[Excerpts of annotation records]
------------------------------------

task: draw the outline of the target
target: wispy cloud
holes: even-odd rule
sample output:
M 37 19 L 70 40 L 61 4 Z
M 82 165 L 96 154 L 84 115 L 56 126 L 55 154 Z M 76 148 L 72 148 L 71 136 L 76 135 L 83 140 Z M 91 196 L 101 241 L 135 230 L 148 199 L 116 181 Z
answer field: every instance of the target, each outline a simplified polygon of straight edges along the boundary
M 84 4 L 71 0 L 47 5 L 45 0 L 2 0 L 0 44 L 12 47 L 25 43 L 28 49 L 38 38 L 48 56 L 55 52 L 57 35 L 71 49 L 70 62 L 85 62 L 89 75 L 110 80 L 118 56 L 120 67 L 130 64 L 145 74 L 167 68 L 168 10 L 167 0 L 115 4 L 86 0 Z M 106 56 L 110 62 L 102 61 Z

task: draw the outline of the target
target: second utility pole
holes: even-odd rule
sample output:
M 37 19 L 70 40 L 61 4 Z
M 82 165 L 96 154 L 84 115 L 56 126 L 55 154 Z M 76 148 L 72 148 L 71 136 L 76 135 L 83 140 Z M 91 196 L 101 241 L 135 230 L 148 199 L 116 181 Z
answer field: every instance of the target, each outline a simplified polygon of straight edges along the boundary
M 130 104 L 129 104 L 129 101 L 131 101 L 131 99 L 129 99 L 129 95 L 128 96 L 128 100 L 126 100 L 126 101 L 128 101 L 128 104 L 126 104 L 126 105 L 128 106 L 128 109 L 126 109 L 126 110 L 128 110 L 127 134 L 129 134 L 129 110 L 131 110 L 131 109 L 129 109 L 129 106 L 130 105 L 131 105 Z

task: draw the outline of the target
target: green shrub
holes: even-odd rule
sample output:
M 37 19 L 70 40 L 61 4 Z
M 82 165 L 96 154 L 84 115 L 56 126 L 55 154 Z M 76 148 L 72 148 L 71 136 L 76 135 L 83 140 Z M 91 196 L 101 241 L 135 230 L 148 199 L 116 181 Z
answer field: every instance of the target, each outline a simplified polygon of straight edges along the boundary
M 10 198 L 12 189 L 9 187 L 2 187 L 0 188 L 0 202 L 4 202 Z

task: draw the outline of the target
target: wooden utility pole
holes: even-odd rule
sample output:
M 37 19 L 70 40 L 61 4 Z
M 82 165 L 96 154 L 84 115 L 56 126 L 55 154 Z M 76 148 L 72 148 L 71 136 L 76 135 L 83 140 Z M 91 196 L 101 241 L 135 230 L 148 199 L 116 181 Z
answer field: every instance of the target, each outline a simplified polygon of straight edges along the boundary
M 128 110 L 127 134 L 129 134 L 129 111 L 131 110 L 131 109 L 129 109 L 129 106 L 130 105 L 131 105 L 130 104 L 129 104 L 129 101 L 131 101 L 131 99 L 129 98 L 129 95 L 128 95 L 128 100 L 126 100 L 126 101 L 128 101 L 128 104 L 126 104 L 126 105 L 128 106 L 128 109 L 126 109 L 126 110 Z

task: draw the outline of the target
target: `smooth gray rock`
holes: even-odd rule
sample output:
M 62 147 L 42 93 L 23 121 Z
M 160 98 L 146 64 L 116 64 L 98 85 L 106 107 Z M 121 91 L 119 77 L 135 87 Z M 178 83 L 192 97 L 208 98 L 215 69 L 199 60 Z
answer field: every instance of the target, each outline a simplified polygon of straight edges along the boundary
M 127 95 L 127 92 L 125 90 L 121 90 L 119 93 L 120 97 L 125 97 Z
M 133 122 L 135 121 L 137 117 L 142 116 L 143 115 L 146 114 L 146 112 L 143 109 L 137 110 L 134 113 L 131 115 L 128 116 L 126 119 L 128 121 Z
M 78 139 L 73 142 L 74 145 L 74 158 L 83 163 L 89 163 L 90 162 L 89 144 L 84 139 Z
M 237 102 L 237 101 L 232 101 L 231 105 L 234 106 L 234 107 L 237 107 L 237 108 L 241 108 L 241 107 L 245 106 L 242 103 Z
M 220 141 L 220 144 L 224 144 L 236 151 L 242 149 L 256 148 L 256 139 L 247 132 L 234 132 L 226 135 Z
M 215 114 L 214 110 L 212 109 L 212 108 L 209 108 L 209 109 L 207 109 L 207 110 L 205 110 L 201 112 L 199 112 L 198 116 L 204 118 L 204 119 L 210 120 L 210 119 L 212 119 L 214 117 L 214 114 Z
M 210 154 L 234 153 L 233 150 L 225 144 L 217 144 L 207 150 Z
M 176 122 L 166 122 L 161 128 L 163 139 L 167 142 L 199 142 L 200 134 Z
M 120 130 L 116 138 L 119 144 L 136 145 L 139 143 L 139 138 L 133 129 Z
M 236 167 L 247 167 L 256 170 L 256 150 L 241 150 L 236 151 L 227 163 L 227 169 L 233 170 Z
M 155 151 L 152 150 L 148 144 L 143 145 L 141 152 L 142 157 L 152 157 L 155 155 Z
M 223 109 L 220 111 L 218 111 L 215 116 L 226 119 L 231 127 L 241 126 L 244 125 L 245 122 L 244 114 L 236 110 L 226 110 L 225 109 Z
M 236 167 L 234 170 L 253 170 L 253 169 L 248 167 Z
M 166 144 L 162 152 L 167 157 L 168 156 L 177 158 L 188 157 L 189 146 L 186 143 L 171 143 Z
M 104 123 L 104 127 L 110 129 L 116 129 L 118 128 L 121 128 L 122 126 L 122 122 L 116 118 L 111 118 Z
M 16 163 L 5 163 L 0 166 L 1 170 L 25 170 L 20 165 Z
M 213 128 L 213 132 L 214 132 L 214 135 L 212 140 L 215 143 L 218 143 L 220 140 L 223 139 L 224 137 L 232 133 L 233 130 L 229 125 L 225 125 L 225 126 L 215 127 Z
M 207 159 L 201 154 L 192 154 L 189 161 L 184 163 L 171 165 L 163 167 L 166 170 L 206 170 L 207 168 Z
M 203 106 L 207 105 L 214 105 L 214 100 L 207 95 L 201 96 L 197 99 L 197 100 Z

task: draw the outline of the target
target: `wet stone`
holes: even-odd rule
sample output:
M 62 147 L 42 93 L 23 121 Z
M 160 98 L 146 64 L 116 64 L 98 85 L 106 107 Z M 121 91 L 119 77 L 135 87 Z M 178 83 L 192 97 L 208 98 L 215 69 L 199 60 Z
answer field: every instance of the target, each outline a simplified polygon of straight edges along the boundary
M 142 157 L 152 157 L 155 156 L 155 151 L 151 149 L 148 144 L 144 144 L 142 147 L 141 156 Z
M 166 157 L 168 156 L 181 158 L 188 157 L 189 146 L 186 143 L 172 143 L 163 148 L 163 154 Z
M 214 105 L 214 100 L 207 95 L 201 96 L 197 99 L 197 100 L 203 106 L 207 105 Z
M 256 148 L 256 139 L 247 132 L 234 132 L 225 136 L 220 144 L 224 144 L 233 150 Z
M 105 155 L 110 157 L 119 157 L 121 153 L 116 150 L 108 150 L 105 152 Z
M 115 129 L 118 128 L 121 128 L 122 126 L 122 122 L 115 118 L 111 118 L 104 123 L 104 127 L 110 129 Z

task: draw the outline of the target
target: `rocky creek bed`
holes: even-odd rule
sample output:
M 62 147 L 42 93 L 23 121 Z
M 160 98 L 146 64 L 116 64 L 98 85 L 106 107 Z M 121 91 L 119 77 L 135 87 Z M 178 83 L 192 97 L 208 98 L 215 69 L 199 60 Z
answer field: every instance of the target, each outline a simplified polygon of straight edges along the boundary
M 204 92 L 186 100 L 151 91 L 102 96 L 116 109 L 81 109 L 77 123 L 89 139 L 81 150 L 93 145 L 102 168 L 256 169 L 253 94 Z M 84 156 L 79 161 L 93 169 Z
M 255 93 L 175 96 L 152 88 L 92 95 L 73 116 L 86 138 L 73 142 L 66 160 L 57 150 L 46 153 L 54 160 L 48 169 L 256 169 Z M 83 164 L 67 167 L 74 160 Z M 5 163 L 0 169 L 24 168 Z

------------------------------------

• **What to do**
Update the items from the beginning through the line holding "M 10 198 L 12", inclusive, changing every "even-odd rule" to "nonzero winding rule" and keeping all else the same.

• **Correct response**
task: draw the outline of the target
target: wispy cloud
holes: nonzero winding rule
sample output:
M 37 19 L 70 40 L 61 4 Z
M 82 165 L 96 154 L 84 115 L 56 126 L 55 154 Z M 76 148 L 72 148 L 71 136 L 76 135 L 83 140 Z M 91 196 L 101 241 L 135 230 L 148 199 L 116 181 Z
answer field: every instance of the target, each outline a simplified polygon of straight edges along the boundary
M 84 4 L 71 0 L 47 5 L 45 0 L 2 0 L 0 44 L 12 47 L 25 43 L 28 49 L 38 38 L 48 56 L 55 52 L 57 35 L 71 49 L 70 62 L 85 62 L 89 75 L 110 80 L 118 56 L 120 67 L 130 64 L 145 74 L 167 68 L 168 10 L 167 0 L 115 4 L 86 0 Z M 106 56 L 110 62 L 102 61 Z

task: draw the outline of the target
target: second utility pole
holes: nonzero winding rule
sample output:
M 37 19 L 70 40 L 61 4 Z
M 82 165 L 96 154 L 84 115 L 56 126 L 55 154 Z M 76 148 L 72 148 L 71 136 L 76 135 L 83 140 Z M 91 196 L 101 241 L 135 230 L 148 199 L 116 181 Z
answer field: every instance of the target, each outline a simplified polygon of straight edges along the boundary
M 130 104 L 129 104 L 129 101 L 131 101 L 131 99 L 129 99 L 129 95 L 128 96 L 128 100 L 126 100 L 126 101 L 128 101 L 128 104 L 126 104 L 126 105 L 128 106 L 128 109 L 126 109 L 126 110 L 128 110 L 127 134 L 129 134 L 129 110 L 131 110 L 131 109 L 129 109 L 129 106 L 130 105 L 131 105 Z

task: draw the outline of the target
target: green shrub
holes: nonzero winding rule
sample output:
M 37 19 L 70 40 L 61 4 Z
M 82 165 L 96 154 L 84 115 L 56 126 L 55 154 Z M 76 148 L 72 148 L 71 136 L 76 135 L 83 140 Z M 91 196 L 101 241 L 135 230 L 148 199 L 116 181 Z
answer field: every instance of the target, each outline a simplified polygon of straight edges along the boundary
M 10 198 L 12 189 L 9 187 L 2 187 L 0 188 L 0 202 L 4 202 Z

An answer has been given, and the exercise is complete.